▸ Exercise description: Would you please repeat the data that follows, exactly as it reads?

▸ Data for review:
*** Begin section ***

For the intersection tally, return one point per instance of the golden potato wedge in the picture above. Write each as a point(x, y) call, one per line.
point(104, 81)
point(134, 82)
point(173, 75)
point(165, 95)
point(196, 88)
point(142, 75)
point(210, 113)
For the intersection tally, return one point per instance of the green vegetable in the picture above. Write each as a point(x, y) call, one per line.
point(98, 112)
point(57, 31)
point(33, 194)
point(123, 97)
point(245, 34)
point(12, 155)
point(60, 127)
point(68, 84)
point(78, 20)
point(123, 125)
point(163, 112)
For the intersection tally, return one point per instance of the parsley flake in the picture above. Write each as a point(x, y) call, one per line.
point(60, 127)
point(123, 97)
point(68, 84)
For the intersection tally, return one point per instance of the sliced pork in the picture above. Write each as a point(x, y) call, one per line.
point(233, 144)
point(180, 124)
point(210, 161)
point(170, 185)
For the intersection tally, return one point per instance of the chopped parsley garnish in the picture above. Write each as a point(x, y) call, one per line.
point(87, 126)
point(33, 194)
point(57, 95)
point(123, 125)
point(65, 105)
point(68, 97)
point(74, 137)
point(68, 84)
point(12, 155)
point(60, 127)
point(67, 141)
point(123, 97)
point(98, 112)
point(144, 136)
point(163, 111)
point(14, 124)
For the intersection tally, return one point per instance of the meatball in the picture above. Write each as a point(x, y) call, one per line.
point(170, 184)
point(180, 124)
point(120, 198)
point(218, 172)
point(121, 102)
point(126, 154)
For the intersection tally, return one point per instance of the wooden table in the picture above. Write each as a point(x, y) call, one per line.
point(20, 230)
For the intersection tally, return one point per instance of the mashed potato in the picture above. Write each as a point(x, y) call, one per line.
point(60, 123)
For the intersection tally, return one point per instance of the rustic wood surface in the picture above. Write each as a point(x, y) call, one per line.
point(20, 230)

*** End section ***

▸ Written response:
For the intersection tally, return one point per instance of the golden potato wedge in the picture above. Write each as a point(x, y) call, one per line.
point(104, 81)
point(134, 82)
point(173, 75)
point(165, 95)
point(196, 88)
point(142, 75)
point(210, 113)
For the intersection tally, return one point per instance of the green vegetable in the picture above. Write each as a point(x, y) call, one per line.
point(98, 112)
point(57, 31)
point(33, 194)
point(123, 97)
point(245, 34)
point(12, 155)
point(60, 127)
point(68, 84)
point(78, 20)
point(123, 125)
point(163, 112)
For the intersection tally, return one point per instance of the parsley flake in the picture above. Write each as a point(x, y) call, one per line.
point(60, 127)
point(123, 97)
point(68, 84)
For the intersection tally, return one point per instance of the sliced pork in the picture above. Write each as a point(x, y) call, one per line.
point(233, 144)
point(180, 124)
point(210, 161)
point(170, 185)
For the intersection tally, return one point per instance of the chopped parsley garnish in the picture above. Write each as a point(x, y) call, one per line.
point(87, 126)
point(33, 194)
point(57, 95)
point(123, 125)
point(65, 105)
point(68, 97)
point(74, 137)
point(68, 84)
point(12, 155)
point(60, 127)
point(67, 141)
point(123, 97)
point(98, 112)
point(144, 136)
point(163, 111)
point(14, 124)
For the intersection tally, return one point per instance of the meatball in the picture above. Write each as a point(x, y) call, one per line.
point(170, 184)
point(180, 124)
point(120, 198)
point(218, 172)
point(121, 102)
point(126, 154)
For the intersection tally, return one point per instance of the wooden table in the picture above. Write each as a point(x, y) call, one per line.
point(20, 230)
For the intersection tally, return one point per instance of the mashed potato in the picture above. Write each as a point(x, y) call, one per line.
point(60, 123)
For the intersection tally, return one point per instance of the rustic wood surface in the picture above. Write each as a point(x, y) call, one per line.
point(20, 230)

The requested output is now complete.